:: Direction ::
Rewrite the records as a Markdown table with the columns "Row" and "Line", giving each line its own numbered row. Begin at the line that contains "Identify each instance of the heart" and stop after the line that contains "(1137, 438)", leaving out blank lines and everything outside that stretch.

Position annotation records
+---+
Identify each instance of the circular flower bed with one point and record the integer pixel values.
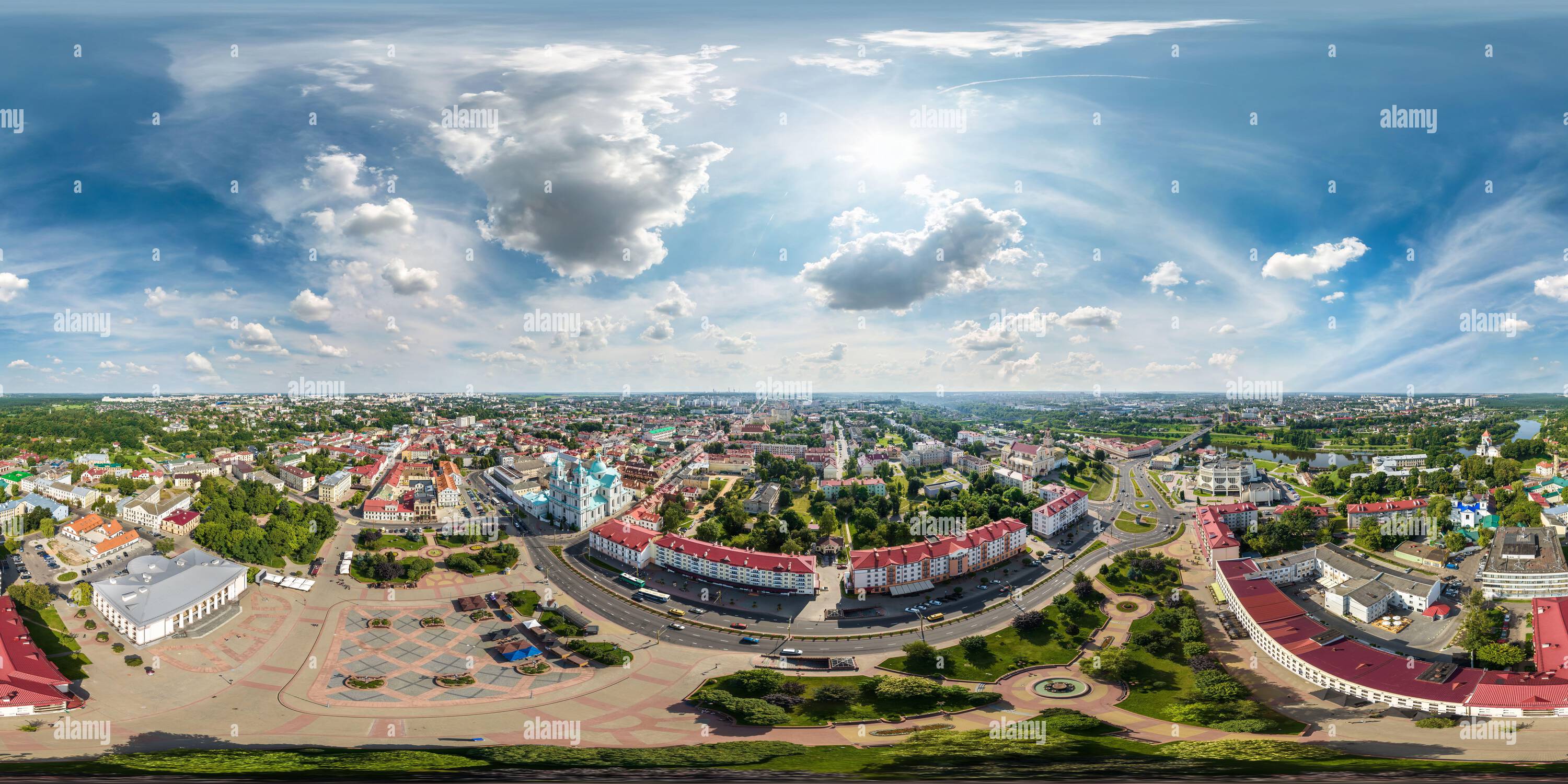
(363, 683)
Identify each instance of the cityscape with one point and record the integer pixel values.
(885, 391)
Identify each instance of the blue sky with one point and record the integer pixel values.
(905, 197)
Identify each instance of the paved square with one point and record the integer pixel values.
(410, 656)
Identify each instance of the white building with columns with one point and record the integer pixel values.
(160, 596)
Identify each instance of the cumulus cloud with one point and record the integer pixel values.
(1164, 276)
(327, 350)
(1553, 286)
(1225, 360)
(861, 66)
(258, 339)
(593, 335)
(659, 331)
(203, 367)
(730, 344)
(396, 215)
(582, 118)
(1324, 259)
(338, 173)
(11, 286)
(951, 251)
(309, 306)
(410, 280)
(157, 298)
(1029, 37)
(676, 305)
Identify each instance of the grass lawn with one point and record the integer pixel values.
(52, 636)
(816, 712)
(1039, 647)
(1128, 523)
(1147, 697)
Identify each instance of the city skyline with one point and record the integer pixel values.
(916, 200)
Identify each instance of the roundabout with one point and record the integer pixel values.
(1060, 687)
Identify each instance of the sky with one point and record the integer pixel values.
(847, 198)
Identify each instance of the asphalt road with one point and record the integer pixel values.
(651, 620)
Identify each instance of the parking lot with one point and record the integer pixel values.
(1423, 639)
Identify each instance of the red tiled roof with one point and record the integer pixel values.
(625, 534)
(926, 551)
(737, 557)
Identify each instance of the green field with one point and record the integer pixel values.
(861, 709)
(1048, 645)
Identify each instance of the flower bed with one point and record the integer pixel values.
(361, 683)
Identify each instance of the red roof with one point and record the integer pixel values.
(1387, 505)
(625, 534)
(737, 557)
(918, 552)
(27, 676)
+---+
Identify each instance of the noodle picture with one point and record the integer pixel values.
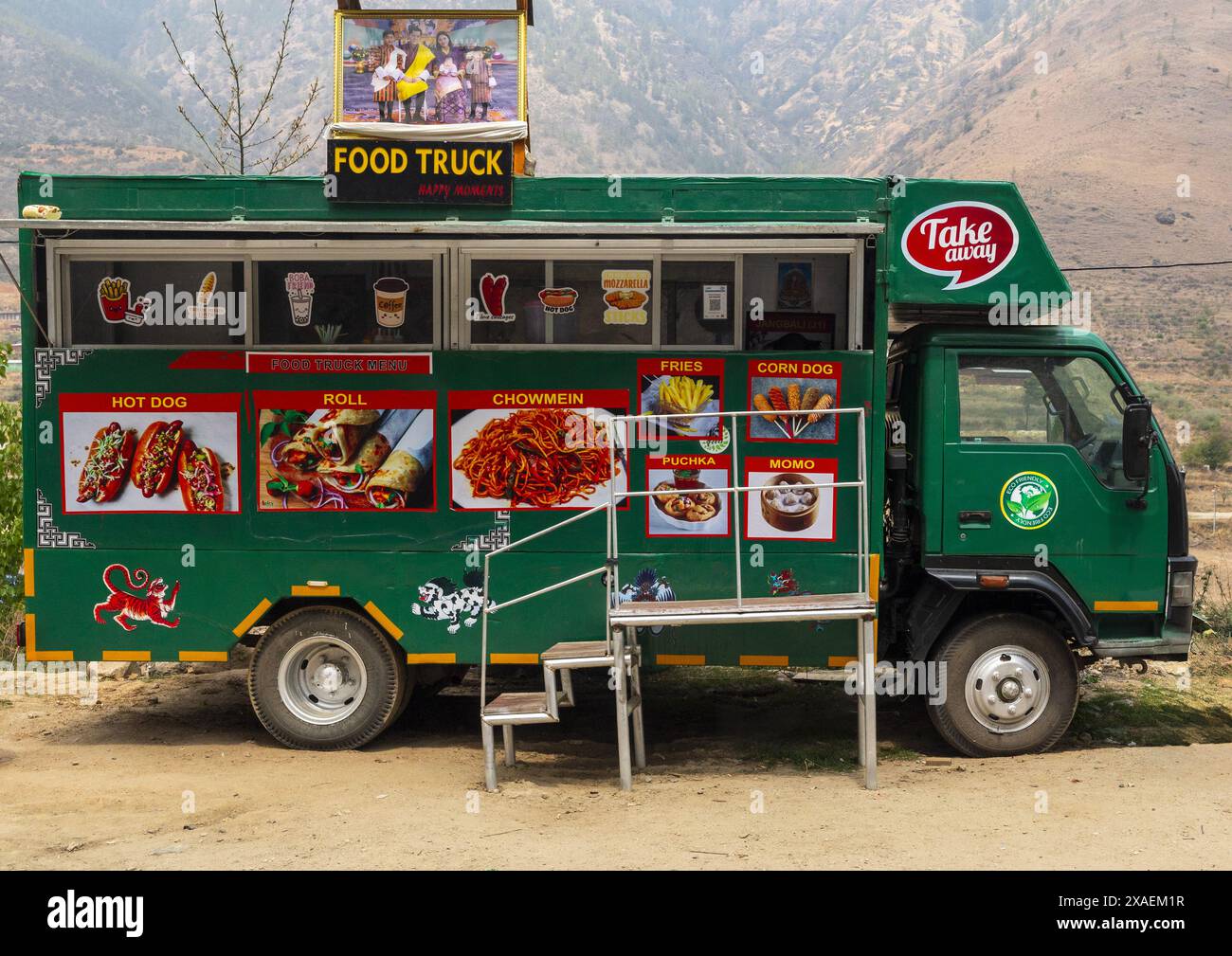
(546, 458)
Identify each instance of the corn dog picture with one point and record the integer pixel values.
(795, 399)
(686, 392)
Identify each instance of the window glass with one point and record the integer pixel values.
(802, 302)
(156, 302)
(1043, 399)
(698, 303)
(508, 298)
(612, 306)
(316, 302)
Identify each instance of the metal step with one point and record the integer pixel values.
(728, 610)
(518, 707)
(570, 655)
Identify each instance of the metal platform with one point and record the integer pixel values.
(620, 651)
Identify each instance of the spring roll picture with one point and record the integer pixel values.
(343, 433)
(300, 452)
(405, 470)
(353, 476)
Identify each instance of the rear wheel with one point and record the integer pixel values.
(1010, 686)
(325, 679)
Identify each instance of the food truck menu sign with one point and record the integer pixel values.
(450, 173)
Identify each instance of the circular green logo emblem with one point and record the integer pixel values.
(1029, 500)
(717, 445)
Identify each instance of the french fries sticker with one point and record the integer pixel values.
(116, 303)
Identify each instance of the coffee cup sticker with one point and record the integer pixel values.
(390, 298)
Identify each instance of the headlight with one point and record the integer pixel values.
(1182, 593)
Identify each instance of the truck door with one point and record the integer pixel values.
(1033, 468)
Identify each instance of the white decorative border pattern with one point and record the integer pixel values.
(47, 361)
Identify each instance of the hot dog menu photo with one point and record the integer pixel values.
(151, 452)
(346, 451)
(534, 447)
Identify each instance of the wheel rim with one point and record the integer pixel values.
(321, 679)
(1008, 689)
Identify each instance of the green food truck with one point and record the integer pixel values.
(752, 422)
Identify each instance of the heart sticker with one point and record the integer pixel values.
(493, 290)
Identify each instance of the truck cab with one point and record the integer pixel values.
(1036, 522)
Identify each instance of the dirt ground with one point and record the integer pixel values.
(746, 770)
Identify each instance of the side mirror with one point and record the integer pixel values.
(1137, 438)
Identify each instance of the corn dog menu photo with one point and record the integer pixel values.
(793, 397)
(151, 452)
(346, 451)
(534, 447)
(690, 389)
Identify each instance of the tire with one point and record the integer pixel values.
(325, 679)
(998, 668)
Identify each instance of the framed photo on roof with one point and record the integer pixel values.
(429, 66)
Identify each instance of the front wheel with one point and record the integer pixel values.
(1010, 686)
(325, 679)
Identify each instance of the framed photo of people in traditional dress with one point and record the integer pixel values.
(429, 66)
+---+
:: Answer for this exercise ::
| Row | Line |
|---|---|
| 1 | Identify each instance of the heart sticker with one point and record the integer pixel values. |
| 2 | (493, 290) |
| 3 | Identify each instance of the truck cab with one point and record the integer pixel values. |
| 4 | (1036, 522) |
| 5 | Identify each instance of the dirt ground with one point and record the integer pixel values. |
| 6 | (746, 770) |
| 7 | Identify each instance of the side mirror with one point and record the integer pixel values. |
| 8 | (1137, 438) |